# Task requirements
In the entries below, find the lines that contain the word "stone" and copy them.

:: Data to use ::

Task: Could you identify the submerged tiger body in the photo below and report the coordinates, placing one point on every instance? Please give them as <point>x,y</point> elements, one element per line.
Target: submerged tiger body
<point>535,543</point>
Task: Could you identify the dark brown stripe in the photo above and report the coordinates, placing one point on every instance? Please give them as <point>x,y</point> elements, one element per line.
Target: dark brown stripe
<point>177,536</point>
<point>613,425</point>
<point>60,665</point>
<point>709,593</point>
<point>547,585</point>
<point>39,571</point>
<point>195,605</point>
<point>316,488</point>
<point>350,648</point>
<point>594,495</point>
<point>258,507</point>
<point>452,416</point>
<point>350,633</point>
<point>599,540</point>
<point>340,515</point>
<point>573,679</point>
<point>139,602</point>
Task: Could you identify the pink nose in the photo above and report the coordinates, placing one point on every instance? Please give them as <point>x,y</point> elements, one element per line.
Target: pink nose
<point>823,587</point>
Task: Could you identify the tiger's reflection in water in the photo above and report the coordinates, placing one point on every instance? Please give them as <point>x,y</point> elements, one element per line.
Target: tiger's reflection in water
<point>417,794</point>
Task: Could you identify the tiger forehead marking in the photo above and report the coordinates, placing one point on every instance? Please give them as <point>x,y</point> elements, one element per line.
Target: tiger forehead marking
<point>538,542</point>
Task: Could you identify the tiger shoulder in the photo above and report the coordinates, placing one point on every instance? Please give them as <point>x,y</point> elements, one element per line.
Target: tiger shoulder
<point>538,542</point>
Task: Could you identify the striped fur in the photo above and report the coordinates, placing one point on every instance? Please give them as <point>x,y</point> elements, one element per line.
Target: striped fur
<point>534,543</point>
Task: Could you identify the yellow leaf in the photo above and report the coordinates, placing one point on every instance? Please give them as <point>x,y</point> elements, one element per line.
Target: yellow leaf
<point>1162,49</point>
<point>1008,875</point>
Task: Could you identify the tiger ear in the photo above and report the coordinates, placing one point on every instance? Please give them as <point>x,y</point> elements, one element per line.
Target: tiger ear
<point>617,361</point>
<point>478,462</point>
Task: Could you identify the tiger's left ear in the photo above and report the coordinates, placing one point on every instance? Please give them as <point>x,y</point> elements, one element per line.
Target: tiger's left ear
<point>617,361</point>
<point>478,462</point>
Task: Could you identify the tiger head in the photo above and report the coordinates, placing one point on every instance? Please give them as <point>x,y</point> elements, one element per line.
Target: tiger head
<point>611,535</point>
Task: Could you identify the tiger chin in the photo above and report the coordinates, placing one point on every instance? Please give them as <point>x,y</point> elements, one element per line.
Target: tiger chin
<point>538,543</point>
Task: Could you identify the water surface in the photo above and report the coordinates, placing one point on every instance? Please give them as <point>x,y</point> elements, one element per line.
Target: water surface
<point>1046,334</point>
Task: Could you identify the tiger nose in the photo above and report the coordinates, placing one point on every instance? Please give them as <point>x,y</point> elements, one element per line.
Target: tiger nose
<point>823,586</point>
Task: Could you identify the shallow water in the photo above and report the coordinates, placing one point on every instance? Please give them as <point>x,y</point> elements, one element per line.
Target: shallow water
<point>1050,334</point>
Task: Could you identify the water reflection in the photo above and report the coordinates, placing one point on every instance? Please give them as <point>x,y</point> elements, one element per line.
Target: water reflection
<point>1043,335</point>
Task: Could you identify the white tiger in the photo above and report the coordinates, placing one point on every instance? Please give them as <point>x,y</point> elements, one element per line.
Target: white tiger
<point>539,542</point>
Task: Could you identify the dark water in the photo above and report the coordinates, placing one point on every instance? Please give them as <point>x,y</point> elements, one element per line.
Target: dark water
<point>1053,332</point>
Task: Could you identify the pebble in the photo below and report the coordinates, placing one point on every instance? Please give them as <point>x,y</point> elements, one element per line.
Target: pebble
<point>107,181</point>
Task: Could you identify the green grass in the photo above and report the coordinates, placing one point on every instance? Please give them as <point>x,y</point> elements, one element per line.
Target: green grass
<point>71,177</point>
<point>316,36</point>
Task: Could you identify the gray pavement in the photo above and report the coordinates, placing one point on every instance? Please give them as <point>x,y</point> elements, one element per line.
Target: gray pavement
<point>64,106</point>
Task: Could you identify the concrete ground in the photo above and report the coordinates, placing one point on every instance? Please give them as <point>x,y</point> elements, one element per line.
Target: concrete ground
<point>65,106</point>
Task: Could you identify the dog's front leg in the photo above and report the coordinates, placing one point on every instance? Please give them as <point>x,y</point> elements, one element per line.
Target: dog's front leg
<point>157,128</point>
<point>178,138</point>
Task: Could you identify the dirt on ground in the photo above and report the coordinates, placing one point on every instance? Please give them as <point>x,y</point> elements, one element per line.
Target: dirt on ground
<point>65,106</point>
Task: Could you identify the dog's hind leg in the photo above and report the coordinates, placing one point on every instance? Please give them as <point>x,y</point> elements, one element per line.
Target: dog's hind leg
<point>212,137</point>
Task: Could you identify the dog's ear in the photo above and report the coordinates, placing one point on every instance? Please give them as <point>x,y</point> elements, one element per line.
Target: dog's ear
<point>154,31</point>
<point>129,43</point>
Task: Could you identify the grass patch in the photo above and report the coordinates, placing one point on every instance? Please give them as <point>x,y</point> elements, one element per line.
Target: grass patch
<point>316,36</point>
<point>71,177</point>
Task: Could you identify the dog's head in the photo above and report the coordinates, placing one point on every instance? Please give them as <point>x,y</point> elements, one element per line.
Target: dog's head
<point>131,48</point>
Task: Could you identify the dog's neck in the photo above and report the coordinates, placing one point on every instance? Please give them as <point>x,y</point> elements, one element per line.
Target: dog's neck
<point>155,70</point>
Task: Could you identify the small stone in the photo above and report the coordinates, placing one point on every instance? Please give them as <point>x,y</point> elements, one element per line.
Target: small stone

:::

# Solution to the exercise
Task: Could you identify the small stone in the photo above and report the coordinates, placing one point on every instance? Please give them as <point>x,y</point> elements, one element per line.
Target: small stone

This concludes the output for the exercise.